> _Teks Bacaan_
+ + + + + + +
Wisatawan Nusantara Diandalkan untuk Jaga Gairah Pariwisata
Selain kolaborasi antarpelaku industri, upaya lain yang dinilai bisa menjaga minat wisatawan Nusantara adalah mengembangkan program minat khusus yang lebih tersegmentasi. Indonesia memiliki basis konsumen yang besar.
Oleh
MEDIANA
·3 menit baca
JAKARTA, KOMPAS — Pergerakan wisatawan domestik menjadi andalan industri pariwisata yang berusaha pulih dari pandemi Covid-19. Namun, kini sektor ini mesti berhadapan dengan ketidakpastian situasi ekonomi. Selain kolaborasi promosi antarpelaku industri, upaya lain yang bisa dilakukan untuk menjaga minat wisatawan Nusantara adalah mengembangkan program pariwisata minat khusus dan produk industri kecil menengah (IKM) lokal.
+ + + + + + +
> _Tugas Wajib_
1. Jawab pertanyaan berikut berdasarkan teks bacaan.
(a) Apa yang menjadi andalan industri pariwisata yang berusaha pulih dari pandemi Covid-19?
(b) Apa yang kini harus dihadapi sektor pariwisata?
(c) Indonesia memiliki basis apa yang besar?
2. Terjemahkan kalimat dari teks bacaan ini ke dalam bahasa Inggris: "Namun, kini sektor ini mesti berhadapan dengan ketidakpastian situasi ekonomi."
3. Tolong ringkas teks bacaan dalam dua kalimat.
+ + + + + + +
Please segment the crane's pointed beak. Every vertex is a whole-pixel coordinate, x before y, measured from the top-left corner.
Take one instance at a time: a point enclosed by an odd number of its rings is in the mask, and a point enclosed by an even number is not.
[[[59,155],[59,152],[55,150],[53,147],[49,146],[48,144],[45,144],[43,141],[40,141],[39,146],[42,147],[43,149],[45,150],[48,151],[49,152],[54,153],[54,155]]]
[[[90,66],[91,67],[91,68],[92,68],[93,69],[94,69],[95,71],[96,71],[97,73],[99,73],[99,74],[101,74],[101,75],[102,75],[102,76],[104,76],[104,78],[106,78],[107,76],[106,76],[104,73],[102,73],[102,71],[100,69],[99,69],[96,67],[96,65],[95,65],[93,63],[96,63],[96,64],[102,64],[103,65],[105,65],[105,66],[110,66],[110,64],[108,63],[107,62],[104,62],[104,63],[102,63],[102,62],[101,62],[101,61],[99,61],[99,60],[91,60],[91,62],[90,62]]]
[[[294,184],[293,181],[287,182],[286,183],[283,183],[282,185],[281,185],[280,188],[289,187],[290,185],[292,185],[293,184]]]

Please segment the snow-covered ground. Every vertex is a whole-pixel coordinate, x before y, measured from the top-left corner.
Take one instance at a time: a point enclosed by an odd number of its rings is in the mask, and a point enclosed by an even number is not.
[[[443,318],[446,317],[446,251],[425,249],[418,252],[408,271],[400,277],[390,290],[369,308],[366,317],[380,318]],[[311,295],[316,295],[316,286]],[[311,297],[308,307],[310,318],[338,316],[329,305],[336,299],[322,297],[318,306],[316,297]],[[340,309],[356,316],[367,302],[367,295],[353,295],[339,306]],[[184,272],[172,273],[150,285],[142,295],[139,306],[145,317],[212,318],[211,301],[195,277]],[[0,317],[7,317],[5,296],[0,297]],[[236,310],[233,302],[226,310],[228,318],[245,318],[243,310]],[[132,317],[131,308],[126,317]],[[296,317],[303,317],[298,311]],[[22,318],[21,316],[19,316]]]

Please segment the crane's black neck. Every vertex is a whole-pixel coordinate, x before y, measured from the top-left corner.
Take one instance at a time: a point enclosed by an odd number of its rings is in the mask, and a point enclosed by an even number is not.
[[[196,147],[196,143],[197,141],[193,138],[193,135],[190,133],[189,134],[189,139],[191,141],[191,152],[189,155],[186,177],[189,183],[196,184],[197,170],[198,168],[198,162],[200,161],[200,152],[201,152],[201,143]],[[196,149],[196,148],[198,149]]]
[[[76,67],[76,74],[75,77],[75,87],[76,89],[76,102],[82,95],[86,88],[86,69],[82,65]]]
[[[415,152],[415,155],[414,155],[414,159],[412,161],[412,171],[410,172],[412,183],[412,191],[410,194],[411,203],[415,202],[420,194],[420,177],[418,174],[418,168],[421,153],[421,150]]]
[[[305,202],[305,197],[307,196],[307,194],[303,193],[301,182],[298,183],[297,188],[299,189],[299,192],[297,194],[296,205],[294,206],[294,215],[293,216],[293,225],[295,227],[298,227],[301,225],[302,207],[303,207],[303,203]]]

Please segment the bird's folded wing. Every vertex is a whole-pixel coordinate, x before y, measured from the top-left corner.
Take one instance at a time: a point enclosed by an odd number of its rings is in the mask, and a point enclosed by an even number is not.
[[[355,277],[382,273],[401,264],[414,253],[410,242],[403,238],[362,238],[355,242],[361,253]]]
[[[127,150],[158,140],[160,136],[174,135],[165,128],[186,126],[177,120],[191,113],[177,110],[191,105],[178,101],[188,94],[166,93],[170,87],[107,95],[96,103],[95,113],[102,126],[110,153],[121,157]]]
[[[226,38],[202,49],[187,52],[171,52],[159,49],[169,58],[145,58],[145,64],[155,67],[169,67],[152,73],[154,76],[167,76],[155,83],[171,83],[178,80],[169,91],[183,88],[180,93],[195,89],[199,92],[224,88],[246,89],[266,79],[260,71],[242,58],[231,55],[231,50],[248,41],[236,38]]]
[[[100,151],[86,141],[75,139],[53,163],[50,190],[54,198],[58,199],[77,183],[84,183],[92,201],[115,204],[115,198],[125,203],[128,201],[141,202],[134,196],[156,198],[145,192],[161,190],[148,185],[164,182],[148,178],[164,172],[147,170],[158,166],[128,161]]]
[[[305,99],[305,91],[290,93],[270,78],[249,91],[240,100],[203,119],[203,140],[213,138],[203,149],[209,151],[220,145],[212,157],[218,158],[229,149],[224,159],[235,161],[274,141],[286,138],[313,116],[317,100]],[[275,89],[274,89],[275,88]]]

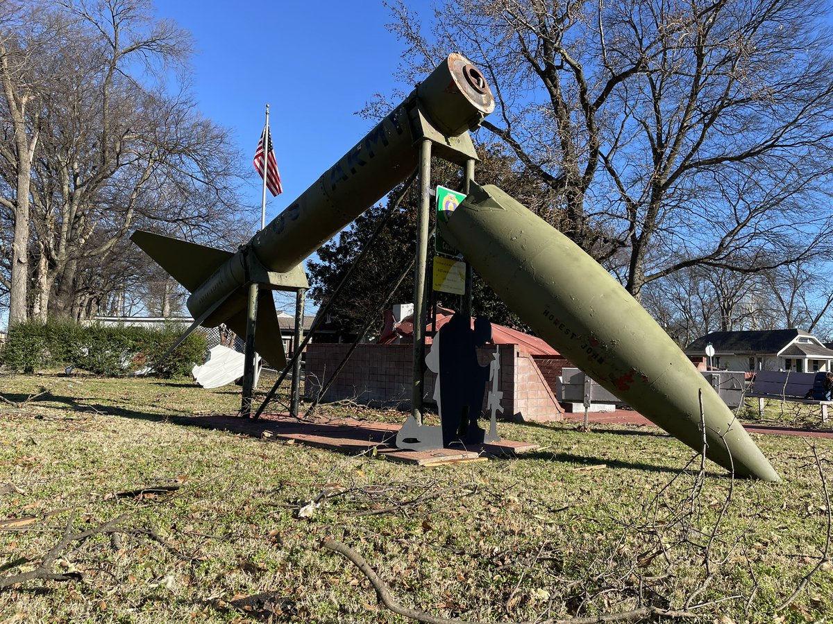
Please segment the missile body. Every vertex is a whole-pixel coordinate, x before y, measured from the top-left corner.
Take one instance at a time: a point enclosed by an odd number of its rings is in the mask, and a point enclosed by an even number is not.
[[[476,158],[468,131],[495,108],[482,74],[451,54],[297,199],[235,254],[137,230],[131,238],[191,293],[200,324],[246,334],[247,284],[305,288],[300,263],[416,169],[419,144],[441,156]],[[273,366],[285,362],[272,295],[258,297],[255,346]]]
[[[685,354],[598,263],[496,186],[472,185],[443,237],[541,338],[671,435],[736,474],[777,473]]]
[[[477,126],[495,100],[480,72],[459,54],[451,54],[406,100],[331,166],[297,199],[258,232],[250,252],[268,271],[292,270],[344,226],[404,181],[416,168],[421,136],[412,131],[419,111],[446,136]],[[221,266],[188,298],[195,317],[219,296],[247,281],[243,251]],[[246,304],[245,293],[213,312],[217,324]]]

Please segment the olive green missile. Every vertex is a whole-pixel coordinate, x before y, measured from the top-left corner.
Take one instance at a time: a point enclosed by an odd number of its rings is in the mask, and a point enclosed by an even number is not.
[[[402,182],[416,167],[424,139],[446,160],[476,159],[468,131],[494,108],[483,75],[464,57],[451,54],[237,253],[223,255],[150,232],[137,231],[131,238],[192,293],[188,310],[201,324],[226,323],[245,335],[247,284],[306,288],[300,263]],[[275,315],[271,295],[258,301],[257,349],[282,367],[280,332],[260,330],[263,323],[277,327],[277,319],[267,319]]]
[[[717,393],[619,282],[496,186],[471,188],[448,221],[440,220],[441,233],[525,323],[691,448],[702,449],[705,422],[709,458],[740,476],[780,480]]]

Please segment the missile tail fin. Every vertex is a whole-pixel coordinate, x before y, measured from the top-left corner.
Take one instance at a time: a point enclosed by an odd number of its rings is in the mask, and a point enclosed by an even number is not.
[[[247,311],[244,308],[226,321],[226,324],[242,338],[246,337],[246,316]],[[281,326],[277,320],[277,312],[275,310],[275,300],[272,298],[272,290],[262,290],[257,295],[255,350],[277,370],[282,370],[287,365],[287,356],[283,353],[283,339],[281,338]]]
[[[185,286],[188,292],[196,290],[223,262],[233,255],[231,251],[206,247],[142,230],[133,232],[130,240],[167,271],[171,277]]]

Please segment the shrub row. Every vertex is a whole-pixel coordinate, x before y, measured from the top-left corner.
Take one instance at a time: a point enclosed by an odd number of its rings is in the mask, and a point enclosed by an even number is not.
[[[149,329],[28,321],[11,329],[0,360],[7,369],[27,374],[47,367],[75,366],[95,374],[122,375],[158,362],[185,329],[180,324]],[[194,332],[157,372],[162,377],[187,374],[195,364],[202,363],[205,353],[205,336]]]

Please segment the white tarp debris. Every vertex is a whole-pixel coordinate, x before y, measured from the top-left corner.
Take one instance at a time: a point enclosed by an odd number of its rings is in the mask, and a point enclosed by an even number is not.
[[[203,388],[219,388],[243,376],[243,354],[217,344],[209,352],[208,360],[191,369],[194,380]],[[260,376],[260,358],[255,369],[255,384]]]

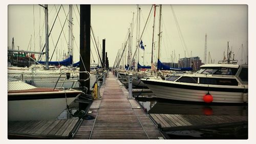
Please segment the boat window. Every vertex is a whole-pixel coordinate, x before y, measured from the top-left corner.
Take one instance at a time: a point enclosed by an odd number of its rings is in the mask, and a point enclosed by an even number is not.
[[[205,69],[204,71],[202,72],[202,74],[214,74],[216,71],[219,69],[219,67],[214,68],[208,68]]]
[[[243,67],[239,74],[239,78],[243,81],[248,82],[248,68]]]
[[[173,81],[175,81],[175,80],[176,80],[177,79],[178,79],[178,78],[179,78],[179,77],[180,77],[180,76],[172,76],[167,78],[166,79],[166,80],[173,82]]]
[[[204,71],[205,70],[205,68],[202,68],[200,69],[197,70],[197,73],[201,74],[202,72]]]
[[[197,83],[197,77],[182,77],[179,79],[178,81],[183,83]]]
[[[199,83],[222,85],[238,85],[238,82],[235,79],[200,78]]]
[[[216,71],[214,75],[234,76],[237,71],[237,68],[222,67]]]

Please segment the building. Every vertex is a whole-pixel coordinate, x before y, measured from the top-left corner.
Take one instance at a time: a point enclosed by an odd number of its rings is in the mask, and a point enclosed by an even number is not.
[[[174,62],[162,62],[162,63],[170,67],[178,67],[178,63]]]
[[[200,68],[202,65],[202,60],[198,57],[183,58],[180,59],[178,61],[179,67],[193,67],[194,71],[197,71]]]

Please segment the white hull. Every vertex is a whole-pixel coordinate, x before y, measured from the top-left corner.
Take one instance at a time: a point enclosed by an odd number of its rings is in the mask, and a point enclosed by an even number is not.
+ + + + + + +
> _Jawaban Berurutan_
1.
(a) Pergerakan wisatawan domestik.
(b) Ketidakpastian situasi ekonomi.
(c) Basis konsumen.

2. However, this sector now has to face an uncertain economic situation.

3. Industri pariwisata yang berusaha pulih dari pandemi Covid-19 mengandalkan pergerakan wisatawan domestik, tetapi kini harus menghadapi ketidakpastian situasi ekonomi. Untuk menjaga minat wisatawan Nusantara, selain kolaborasi promosi antarpelaku industri, dapat dikembangkan program pariwisata minat khusus dan produk IKM lokal.